TASK STATEMENT:
Find each line below that contains the string "prompts" with matching case, and copy those lines.

*** Opening of PROVIDED DATA ***

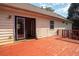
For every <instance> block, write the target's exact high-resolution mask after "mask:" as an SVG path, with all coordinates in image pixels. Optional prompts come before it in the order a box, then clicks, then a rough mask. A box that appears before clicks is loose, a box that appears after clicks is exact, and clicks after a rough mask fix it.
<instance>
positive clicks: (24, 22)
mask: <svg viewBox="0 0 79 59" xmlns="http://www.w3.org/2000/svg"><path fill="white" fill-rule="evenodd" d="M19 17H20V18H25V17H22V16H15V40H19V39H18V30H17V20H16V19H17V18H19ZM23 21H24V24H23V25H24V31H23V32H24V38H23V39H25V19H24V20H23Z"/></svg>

*** Close of PROVIDED DATA ***
*** Opening of PROVIDED DATA ***

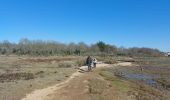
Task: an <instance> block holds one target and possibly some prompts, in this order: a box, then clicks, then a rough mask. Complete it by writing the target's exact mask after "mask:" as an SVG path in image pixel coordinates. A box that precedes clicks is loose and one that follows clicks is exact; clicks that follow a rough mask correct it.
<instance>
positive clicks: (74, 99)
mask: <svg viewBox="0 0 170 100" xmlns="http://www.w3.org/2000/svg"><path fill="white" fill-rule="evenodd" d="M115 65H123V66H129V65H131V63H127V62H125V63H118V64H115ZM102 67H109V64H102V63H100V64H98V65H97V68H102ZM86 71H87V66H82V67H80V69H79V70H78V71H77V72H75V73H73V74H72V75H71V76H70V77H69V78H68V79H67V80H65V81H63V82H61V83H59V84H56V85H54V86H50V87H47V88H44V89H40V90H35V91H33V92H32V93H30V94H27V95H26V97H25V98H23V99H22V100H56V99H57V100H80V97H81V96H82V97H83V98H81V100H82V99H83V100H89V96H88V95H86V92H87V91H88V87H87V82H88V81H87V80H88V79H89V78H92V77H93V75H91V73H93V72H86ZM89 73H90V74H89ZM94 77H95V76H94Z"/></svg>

*** Close of PROVIDED DATA ***

TASK RESULT:
For every <instance> block, write the target's exact high-resolution mask after "mask:" as an SVG path, with all coordinates in image pixels. Optional prompts come before it in the order a box, then clicks, then a rough mask. A box that appears before clicks is loose, a box that appears after clicks is exact, and clicks after a rough mask fix it.
Task: an <instance> block holds one target and possibly some prompts, in this order: a box, then clicks, then a rough mask. Complete it by writing the target's exact mask after "mask:" as an SVG path in image pixel coordinates. A box that precedes clicks is loose and one that follows clicks is exact; clicks that follow a rough mask correct it.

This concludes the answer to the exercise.